= OBJECTIVE =
Reproduce the records below with each occurrence of "Query" renamed to "Target" and everything else left unchanged, omitting the pictures.

= MATERIAL PROVIDED =
_ _ _ _ _

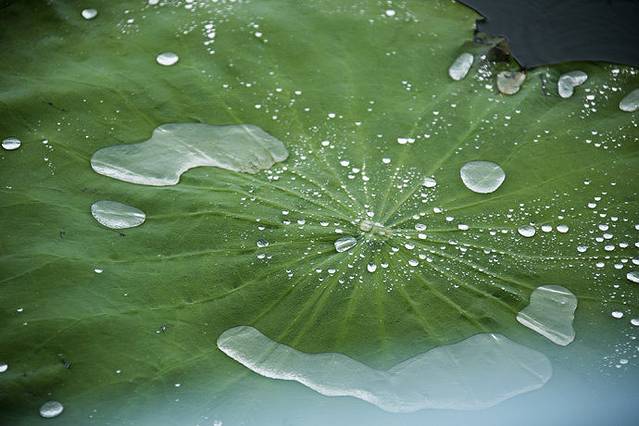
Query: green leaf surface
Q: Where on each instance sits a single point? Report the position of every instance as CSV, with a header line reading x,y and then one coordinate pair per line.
x,y
136,343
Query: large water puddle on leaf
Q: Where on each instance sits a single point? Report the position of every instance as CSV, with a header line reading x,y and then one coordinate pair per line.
x,y
550,313
175,148
475,373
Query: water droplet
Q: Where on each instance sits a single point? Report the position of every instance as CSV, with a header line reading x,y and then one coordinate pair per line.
x,y
89,14
509,82
482,177
51,409
175,148
550,313
447,374
461,66
526,231
11,144
345,243
633,276
429,182
167,59
116,215
630,103
567,83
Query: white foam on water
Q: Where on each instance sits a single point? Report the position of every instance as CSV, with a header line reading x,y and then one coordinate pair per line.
x,y
476,373
551,313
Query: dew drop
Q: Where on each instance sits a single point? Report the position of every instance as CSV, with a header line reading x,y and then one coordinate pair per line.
x,y
633,276
167,59
11,144
482,177
116,215
345,243
630,103
509,82
567,83
460,67
51,409
89,14
526,231
429,182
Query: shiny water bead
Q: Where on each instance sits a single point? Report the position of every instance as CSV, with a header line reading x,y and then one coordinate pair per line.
x,y
526,231
51,409
429,182
11,144
633,276
482,177
460,67
89,14
630,103
345,243
167,59
509,82
116,215
567,83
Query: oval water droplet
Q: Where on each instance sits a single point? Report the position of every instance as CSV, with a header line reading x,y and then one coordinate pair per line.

_ _ _ _ _

= EXERCISE RESULT =
Target: green leaf surface
Q: Where on each instance sits a single point? Report the position of every instance as CSV, with a header line reading x,y and then one coordinate pair per line.
x,y
136,343
Target: large water puddle on leaf
Q: Where on each instance sits a single point? Report the position of every instance as CSV, with a header line reading x,y and then one coordinate pair per line.
x,y
550,313
175,148
475,373
Target: water droplet
Q: Where on each instance sits a single point? Report the position of every instance as CSV, with a header line reading x,y and then one coordinate pair per line.
x,y
89,14
509,82
482,177
51,409
175,148
550,313
447,374
461,66
526,231
11,144
345,243
633,276
429,182
167,59
116,215
630,103
567,83
Target: white foam on water
Q: Where on each instance sits a single point? Report the position of every instance as CSV, with a header line reading x,y and then one coordinate pair per line.
x,y
476,373
551,313
Target: dew drop
Q: Where on each instance sits a single point? Report the position of every instance as CSV, with a header line reading x,y and then one coordinate pair per line.
x,y
633,276
167,59
11,144
482,177
116,215
345,243
630,103
509,82
567,83
460,67
51,409
89,14
526,231
429,182
Target: shiny water bead
Q: Where on each instance sits a single point? Report the position of every instance as CSV, with a header line reading x,y and then one coordinate pair per line.
x,y
526,231
51,409
429,182
11,144
633,276
482,177
460,67
89,14
630,103
345,243
167,59
509,82
116,215
567,83
Target: oval water droplet
Q: Where on each instance sits a single point? Report the position of every instance as CSV, with a header line reading x,y and then one coordinate pair per line.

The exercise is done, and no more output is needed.